* _Directions_: Reproduce the listing word for word, from its first line through the line containing "[779,230,835,303]", including both of those lines.

---

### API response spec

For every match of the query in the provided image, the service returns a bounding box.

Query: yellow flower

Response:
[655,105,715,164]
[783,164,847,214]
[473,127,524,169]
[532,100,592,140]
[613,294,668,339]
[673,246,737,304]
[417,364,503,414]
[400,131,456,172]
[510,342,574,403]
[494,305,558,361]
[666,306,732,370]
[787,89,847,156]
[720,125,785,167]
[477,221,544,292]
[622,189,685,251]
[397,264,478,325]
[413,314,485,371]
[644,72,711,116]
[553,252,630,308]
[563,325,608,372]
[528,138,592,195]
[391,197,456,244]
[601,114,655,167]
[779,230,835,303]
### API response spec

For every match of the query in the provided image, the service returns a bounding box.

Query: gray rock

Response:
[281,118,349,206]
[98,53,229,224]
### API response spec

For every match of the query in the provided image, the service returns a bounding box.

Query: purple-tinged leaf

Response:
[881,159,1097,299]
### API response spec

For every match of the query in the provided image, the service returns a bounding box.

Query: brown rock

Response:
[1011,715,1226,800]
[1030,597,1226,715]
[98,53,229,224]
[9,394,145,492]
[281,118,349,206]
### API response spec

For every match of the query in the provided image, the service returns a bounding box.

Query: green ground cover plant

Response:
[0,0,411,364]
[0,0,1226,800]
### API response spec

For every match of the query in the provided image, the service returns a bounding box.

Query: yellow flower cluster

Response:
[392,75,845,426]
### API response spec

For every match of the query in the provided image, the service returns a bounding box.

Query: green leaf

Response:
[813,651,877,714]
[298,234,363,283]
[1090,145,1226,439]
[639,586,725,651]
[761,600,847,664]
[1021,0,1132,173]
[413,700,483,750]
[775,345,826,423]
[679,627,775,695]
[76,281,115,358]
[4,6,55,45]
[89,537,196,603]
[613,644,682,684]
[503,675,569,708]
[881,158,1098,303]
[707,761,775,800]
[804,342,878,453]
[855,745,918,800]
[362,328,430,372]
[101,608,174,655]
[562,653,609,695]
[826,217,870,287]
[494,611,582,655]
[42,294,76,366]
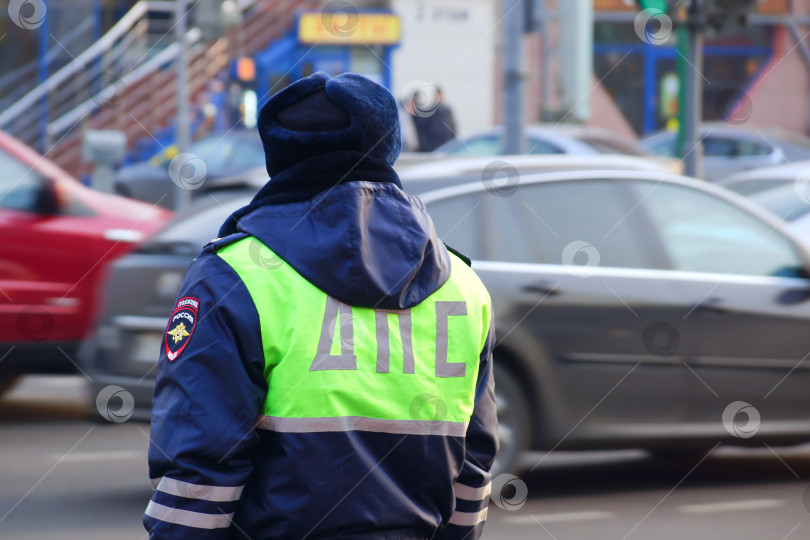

---

* _Task answer_:
### API response spec

For every match of the query in the provided image, the service returns a bounding box.

Query: yellow flower

Response:
[655,105,715,164]
[783,164,847,214]
[473,127,524,169]
[532,100,592,140]
[613,294,668,339]
[673,246,737,304]
[417,364,503,414]
[400,131,456,172]
[510,342,574,403]
[494,305,558,361]
[666,306,732,370]
[787,89,847,156]
[720,125,785,167]
[477,221,544,292]
[622,189,685,251]
[397,264,478,325]
[413,314,485,371]
[644,72,711,116]
[553,252,630,308]
[563,325,608,372]
[528,138,592,195]
[391,197,456,244]
[601,114,655,167]
[779,230,835,303]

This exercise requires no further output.